**Written problem**
Reproduce the part of the entries that opens with the first line and closes with the line containing "left=172, top=70, right=208, bottom=225". Shift every bounding-box coordinate in the answers by adding 140 to it, keep all other lines unchanged, and leave the pictures out.

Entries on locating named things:
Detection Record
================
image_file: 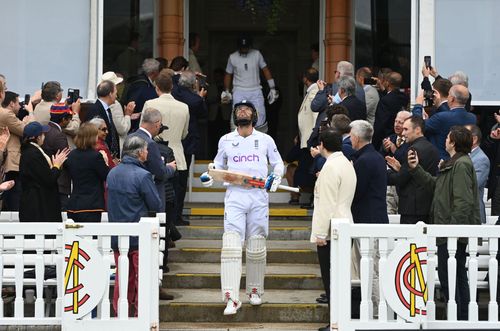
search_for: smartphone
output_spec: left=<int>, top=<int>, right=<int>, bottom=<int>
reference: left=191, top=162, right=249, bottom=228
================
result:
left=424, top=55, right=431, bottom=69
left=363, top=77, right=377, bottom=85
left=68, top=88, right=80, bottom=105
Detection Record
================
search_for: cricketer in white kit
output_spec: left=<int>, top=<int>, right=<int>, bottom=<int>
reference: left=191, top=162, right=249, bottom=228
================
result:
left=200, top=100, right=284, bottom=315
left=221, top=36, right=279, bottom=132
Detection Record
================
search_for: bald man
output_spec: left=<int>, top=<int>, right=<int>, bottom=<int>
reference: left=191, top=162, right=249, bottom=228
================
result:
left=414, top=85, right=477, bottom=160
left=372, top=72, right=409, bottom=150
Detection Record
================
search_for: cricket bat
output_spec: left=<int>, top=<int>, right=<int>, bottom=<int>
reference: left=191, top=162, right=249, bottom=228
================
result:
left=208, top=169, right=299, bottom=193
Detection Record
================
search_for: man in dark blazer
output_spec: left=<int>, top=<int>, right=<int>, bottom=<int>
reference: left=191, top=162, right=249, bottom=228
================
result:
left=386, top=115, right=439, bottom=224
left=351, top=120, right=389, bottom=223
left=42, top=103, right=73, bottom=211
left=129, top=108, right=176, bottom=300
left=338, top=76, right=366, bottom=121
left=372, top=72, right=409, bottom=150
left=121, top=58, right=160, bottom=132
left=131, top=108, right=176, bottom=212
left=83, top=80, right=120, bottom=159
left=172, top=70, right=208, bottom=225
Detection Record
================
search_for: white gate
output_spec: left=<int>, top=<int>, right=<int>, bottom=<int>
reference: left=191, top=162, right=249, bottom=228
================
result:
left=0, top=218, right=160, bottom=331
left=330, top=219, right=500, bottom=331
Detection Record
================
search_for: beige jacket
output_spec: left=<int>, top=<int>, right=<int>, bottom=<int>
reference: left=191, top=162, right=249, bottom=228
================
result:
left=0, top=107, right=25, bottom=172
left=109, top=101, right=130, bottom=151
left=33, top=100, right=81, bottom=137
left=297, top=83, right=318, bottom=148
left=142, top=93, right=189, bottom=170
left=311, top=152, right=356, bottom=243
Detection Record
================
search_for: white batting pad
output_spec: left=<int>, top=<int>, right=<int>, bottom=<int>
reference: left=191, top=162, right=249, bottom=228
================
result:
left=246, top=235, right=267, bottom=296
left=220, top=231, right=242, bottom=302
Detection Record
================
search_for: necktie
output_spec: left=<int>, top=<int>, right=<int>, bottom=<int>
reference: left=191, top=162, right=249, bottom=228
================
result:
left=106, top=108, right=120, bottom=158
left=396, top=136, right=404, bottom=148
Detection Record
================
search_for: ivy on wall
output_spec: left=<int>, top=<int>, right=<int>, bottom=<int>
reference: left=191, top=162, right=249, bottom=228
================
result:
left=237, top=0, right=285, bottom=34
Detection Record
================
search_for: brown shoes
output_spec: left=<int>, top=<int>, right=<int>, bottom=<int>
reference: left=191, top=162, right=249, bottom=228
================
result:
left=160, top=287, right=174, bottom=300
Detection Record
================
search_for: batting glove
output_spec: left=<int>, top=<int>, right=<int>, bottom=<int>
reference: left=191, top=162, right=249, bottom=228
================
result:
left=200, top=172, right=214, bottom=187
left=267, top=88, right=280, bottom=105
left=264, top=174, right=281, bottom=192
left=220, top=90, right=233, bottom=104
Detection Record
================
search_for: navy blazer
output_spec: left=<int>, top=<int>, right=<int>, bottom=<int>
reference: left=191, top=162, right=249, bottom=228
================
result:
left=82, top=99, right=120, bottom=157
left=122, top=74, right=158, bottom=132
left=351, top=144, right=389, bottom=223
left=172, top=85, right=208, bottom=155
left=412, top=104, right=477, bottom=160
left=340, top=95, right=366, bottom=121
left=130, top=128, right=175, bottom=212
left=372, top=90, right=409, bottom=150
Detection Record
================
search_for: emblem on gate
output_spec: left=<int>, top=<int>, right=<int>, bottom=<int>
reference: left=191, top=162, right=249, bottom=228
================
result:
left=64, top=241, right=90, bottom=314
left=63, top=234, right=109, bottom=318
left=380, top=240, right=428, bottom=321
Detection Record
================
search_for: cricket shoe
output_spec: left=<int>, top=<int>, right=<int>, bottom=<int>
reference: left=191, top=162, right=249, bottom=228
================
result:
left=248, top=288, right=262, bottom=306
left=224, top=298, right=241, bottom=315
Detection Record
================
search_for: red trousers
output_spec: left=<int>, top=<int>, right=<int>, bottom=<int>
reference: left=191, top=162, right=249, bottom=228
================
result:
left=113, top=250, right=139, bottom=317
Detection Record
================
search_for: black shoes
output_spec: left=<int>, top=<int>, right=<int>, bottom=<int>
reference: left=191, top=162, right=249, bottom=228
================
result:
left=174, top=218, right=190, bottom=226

**Written response**
Detection Record
================
image_file: 
search_for: smartphone
output_spec: left=<int>, top=<int>, right=<int>, bottom=<int>
reference: left=191, top=162, right=249, bottom=228
================
result:
left=564, top=195, right=571, bottom=209
left=503, top=217, right=517, bottom=225
left=208, top=228, right=220, bottom=245
Detection Record
================
search_for: cricketer in white kit
output_spec: left=<int>, top=<int>, right=<int>, bottom=<int>
reference: left=191, top=162, right=249, bottom=228
================
result:
left=340, top=240, right=424, bottom=455
left=361, top=176, right=419, bottom=272
Detection Record
================
search_for: bald man
output_spec: left=<int>, top=<int>, right=<int>, bottom=<int>
reference: left=191, top=162, right=249, bottom=228
================
result:
left=554, top=225, right=617, bottom=300
left=512, top=212, right=549, bottom=290
Detection Record
================
search_for: cricket bat
output_spec: left=<int>, top=<int>, right=<int>, bottom=<int>
reference: left=191, top=162, right=249, bottom=228
================
result:
left=348, top=309, right=439, bottom=333
Detection Record
================
search_for: man in dark blazer
output_spec: left=<int>, top=<int>, right=<int>, bottom=<int>
reference: left=191, top=162, right=249, bottom=228
================
result:
left=526, top=255, right=579, bottom=364
left=491, top=260, right=529, bottom=363
left=182, top=243, right=213, bottom=351
left=269, top=248, right=316, bottom=440
left=478, top=216, right=506, bottom=261
left=512, top=212, right=549, bottom=290
left=261, top=198, right=300, bottom=272
left=271, top=248, right=316, bottom=352
left=223, top=220, right=260, bottom=299
left=312, top=210, right=348, bottom=365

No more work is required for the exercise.